» WHAT YOU NEED TO DO
Pull out every line of the rows below and reproduce each one word for word, without changes.

[Point-based annotation data]

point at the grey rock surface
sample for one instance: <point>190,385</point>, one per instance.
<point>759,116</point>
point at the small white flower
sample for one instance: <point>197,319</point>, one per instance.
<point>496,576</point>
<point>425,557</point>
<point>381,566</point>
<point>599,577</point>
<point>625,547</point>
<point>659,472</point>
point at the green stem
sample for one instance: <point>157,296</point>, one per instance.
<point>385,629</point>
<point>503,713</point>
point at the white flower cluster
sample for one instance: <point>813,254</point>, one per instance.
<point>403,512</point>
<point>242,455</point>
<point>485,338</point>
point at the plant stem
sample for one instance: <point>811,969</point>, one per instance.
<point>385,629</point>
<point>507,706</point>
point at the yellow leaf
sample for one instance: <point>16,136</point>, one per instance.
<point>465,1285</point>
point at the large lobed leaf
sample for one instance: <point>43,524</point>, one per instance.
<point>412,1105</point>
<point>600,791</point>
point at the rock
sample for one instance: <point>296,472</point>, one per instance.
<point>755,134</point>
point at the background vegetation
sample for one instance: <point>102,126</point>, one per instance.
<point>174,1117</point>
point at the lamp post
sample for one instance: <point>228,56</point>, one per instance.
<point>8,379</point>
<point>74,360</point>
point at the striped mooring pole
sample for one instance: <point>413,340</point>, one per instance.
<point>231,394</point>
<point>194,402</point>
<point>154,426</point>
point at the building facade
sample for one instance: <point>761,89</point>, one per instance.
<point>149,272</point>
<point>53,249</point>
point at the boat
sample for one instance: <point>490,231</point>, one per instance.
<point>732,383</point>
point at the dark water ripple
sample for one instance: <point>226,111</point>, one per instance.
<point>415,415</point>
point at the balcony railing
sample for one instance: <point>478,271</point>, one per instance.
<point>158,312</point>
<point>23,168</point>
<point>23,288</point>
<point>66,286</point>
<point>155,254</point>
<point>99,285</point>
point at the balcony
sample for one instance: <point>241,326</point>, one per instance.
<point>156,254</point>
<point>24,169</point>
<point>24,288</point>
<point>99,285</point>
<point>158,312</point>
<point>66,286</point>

» RESULT OF THE TASK
point at the grey rock surface
sample for one instance: <point>190,385</point>, one per instance.
<point>759,116</point>
point at the small white flower
sample for one instance: <point>197,319</point>, one per instance.
<point>496,576</point>
<point>425,557</point>
<point>381,566</point>
<point>599,577</point>
<point>625,547</point>
<point>659,472</point>
point at the green stem
sample for one instance: <point>157,296</point>, one per instance.
<point>385,629</point>
<point>503,713</point>
point at the white flower cluster
sample for one instance: <point>813,254</point>, one per instance.
<point>403,512</point>
<point>242,455</point>
<point>485,338</point>
point at the plant stem
sample for one instance: <point>811,969</point>, one per instance.
<point>385,629</point>
<point>507,706</point>
point at the yellow leaf
sample for one instance: <point>16,136</point>, one per instance.
<point>465,1285</point>
point at the large lobed leaf
sample for one instance: <point>43,524</point>, one per instance.
<point>412,1105</point>
<point>600,791</point>
point at the rock
sample for one instance: <point>296,472</point>, one per instance.
<point>755,134</point>
point at the background vegetation
sample for one instance: <point>102,126</point>, one per instance.
<point>174,1117</point>
point at the lamp post
sample for one instance: <point>228,56</point>, one per instance.
<point>8,379</point>
<point>74,360</point>
point at the striped mooring pole
sample for one instance: <point>413,340</point>, one per instance.
<point>231,394</point>
<point>194,402</point>
<point>154,426</point>
point at the building facade
sample for one instance: <point>761,89</point>, one per instance.
<point>149,272</point>
<point>53,249</point>
point at the boat
sample for one instance: <point>490,231</point>, one per instance.
<point>732,383</point>
point at the dark water ripple
sample for one instance: <point>226,111</point>, one per instance.
<point>415,415</point>
point at the balcony railing
sample for one instance: <point>478,271</point>, one per instance.
<point>158,312</point>
<point>23,168</point>
<point>23,288</point>
<point>66,286</point>
<point>155,254</point>
<point>99,285</point>
point at the balcony
sample for one instance: <point>241,326</point>, one per instance.
<point>156,254</point>
<point>24,169</point>
<point>24,288</point>
<point>99,285</point>
<point>158,312</point>
<point>66,286</point>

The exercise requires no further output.